** Opening Study material block **

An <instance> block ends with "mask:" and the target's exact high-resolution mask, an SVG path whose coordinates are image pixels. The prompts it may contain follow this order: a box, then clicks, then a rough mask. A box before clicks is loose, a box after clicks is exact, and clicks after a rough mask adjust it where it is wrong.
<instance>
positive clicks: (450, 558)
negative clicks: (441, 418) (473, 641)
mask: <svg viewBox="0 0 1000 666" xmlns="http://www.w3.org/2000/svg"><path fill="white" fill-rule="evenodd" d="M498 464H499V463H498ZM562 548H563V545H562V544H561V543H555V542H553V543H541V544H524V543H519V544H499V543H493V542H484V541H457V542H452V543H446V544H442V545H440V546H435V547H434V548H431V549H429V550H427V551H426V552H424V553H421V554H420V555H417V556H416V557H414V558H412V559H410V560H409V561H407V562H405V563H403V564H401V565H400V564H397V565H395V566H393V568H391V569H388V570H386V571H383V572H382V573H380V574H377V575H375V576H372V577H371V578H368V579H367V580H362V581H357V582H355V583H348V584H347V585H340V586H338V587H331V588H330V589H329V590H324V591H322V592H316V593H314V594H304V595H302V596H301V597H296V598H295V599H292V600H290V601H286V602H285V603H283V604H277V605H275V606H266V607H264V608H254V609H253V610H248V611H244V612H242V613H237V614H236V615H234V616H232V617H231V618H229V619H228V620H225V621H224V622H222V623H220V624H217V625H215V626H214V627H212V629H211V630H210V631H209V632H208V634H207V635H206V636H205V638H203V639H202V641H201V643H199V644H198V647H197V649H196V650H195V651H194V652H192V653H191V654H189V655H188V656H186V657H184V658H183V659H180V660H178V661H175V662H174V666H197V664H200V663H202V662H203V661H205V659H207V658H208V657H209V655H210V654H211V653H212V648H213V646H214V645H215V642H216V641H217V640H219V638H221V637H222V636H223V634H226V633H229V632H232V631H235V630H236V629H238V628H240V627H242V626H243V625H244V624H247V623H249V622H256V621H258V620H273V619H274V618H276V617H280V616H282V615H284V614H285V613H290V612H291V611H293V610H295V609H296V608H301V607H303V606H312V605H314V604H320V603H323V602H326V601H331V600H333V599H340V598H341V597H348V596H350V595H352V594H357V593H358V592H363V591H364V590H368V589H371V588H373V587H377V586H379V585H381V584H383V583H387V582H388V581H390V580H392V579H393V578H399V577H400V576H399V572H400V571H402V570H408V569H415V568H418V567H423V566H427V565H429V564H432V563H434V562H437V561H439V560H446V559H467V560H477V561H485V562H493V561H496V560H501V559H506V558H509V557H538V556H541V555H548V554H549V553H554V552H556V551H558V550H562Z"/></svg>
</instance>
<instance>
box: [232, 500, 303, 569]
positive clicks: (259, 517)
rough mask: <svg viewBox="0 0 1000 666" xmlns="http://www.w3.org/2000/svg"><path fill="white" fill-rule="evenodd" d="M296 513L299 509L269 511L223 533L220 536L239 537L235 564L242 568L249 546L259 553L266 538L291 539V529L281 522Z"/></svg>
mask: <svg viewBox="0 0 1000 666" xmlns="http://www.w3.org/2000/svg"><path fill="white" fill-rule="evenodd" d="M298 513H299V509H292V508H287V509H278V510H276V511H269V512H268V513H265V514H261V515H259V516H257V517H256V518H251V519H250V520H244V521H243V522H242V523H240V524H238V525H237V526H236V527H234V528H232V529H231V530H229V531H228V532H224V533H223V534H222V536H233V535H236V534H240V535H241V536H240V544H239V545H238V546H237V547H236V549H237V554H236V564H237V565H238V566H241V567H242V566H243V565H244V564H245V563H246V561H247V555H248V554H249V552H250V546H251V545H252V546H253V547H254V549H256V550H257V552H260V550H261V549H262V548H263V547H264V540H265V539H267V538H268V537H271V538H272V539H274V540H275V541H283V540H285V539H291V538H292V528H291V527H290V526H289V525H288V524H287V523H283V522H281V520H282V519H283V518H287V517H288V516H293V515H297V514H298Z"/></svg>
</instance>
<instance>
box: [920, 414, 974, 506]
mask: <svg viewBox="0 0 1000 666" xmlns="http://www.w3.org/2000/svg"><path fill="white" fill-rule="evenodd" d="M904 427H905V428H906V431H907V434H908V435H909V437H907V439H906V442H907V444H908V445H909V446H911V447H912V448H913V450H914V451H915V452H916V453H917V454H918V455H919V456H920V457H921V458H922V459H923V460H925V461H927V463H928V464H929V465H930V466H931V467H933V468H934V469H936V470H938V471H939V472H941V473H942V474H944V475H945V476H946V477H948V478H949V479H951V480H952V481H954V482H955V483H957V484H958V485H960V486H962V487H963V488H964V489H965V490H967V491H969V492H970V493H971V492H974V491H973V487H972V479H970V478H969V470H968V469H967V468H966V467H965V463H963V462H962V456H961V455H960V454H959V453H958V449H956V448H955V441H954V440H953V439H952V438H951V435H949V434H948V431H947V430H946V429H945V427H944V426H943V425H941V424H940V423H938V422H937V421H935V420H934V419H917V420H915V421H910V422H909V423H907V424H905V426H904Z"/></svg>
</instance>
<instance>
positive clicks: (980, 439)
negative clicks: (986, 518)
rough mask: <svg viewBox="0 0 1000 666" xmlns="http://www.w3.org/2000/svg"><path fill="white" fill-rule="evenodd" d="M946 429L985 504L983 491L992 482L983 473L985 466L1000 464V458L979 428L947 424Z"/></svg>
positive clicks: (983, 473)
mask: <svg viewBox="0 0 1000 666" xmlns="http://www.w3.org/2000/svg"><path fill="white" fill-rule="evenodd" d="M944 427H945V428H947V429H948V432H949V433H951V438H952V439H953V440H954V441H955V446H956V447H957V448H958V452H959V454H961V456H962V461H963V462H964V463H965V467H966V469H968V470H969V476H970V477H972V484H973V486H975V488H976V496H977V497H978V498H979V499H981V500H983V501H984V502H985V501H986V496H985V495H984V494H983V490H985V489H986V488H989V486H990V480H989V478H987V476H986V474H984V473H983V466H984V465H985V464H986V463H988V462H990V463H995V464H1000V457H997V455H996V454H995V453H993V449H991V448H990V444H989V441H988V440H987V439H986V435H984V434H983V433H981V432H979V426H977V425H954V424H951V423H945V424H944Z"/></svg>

** Closing Study material block **

-- Exercise goal --
Nothing past the line containing "positive clicks: (450, 558)" should be restated; transcribe the material exactly from its first line through that line.

-- Solution to the problem --
An <instance> block ends with "mask:" and the target's exact high-resolution mask, an SVG path whose coordinates are image pixels. The prompts it may contain follow this order: a box, then clicks, then a rough mask. A box before clicks is loose, a box after clicks is exact, and clicks after a rough mask adjust it where it is wrong.
<instance>
positive clicks: (450, 558)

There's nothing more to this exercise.